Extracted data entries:
Content starts

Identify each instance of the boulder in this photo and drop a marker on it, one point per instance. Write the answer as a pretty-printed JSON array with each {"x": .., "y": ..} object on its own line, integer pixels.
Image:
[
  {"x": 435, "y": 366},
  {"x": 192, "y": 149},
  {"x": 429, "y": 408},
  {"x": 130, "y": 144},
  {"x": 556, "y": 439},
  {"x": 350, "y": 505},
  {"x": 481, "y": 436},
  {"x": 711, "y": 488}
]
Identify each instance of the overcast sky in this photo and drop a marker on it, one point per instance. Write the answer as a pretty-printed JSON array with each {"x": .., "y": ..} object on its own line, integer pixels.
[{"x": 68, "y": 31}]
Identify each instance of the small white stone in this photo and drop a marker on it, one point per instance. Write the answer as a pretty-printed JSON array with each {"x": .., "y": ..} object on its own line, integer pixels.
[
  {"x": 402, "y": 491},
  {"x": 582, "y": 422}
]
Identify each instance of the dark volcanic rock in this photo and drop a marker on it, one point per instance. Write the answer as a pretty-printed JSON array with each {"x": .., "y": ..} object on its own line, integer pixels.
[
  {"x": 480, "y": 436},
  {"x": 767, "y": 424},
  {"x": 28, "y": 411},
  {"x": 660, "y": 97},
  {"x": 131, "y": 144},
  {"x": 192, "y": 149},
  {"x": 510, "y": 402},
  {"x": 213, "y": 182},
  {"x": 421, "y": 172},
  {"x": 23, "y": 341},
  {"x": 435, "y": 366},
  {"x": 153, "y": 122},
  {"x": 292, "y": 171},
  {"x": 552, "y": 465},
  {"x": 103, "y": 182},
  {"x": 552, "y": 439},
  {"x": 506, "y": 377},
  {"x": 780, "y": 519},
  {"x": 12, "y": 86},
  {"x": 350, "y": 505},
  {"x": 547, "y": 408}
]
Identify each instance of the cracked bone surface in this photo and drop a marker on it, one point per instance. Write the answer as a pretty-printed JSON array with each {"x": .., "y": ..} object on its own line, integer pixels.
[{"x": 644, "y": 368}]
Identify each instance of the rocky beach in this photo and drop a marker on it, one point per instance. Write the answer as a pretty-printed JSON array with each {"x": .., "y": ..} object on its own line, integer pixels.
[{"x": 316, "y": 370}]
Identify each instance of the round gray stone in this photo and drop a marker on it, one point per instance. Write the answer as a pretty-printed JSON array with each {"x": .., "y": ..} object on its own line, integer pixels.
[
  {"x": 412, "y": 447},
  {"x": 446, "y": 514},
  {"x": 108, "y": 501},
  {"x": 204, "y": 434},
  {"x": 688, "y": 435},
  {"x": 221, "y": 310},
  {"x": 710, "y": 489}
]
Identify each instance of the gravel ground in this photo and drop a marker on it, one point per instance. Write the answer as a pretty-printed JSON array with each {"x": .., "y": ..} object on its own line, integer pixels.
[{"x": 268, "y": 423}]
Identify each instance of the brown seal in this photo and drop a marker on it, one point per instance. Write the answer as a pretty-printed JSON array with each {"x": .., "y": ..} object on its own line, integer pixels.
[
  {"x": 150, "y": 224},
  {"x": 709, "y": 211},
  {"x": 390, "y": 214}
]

Content ends

WORK REQUIRED
Each entry needs to be written out again, exactly as given.

WRITTEN REPLY
Identify each instance of the boulder in this photo and drop a marker on it, one point per instance. Write the answer as a pretty-printed JSON array with each {"x": .., "y": ..} object on its own line, integer pixels.
Image:
[
  {"x": 435, "y": 366},
  {"x": 192, "y": 149},
  {"x": 429, "y": 408},
  {"x": 130, "y": 144},
  {"x": 556, "y": 439},
  {"x": 350, "y": 505},
  {"x": 481, "y": 436},
  {"x": 711, "y": 488}
]
Identify each instance of the overcast sky in this photo and drop a marker on it, one point per instance. Write the answer as a pretty-printed JSON array with each {"x": .., "y": ..} object on its own line, integer pixels.
[{"x": 68, "y": 31}]
Identify each instance of the small white stone in this photo and drop a marker on it, one point per instance. Write the answer as a pretty-printed JSON array with each {"x": .., "y": ..} object on its own line, integer pixels.
[
  {"x": 402, "y": 491},
  {"x": 582, "y": 422}
]
Identify each instance of the dark volcanic rock in this photo and drop a marker on it, one point per instance. Write the answer as a pretty-printed JSON array with each {"x": .., "y": ..} object on its own line, integer pixels.
[
  {"x": 480, "y": 436},
  {"x": 767, "y": 424},
  {"x": 28, "y": 411},
  {"x": 660, "y": 97},
  {"x": 131, "y": 144},
  {"x": 192, "y": 149},
  {"x": 510, "y": 402},
  {"x": 213, "y": 182},
  {"x": 421, "y": 172},
  {"x": 23, "y": 341},
  {"x": 435, "y": 366},
  {"x": 153, "y": 122},
  {"x": 292, "y": 171},
  {"x": 552, "y": 465},
  {"x": 103, "y": 182},
  {"x": 552, "y": 439},
  {"x": 506, "y": 377},
  {"x": 780, "y": 519},
  {"x": 12, "y": 86},
  {"x": 350, "y": 505},
  {"x": 547, "y": 408}
]
Identify each instance of the cracked bone surface in this photo and drop a marker on it, one point per instance. Write the answer as a pretty-printed JSON array with each {"x": .., "y": ..} object on its own line, integer pixels.
[{"x": 644, "y": 368}]
Identify each instance of the rocky beach in this photo and drop a marker on it, one point per instance. Write the answer as a pretty-printed JSON array with each {"x": .., "y": ..} object on its own line, integer pixels.
[{"x": 316, "y": 370}]
Identify each instance of the round gray stone in this photo and drop a marker on it, one point per instance. Write the answer as a pretty-printed JSON array with each {"x": .., "y": ..} object on its own line, integer pixels.
[
  {"x": 412, "y": 447},
  {"x": 446, "y": 514},
  {"x": 108, "y": 501},
  {"x": 204, "y": 434},
  {"x": 688, "y": 435},
  {"x": 221, "y": 310},
  {"x": 710, "y": 489}
]
Identify each instance of the gravel ground in this photo and drop a marker on it, one point per instance. Write the answer as a pretty-printed JSON array with each {"x": .., "y": ..} object on its own line, integer pixels.
[{"x": 268, "y": 423}]
Identify each instance of the brown seal in this photo and drop a marker on it, one point per instance. Write the answer as a pretty-printed JSON array with each {"x": .., "y": ..} object on its own line, integer pixels.
[
  {"x": 150, "y": 224},
  {"x": 709, "y": 211},
  {"x": 390, "y": 214}
]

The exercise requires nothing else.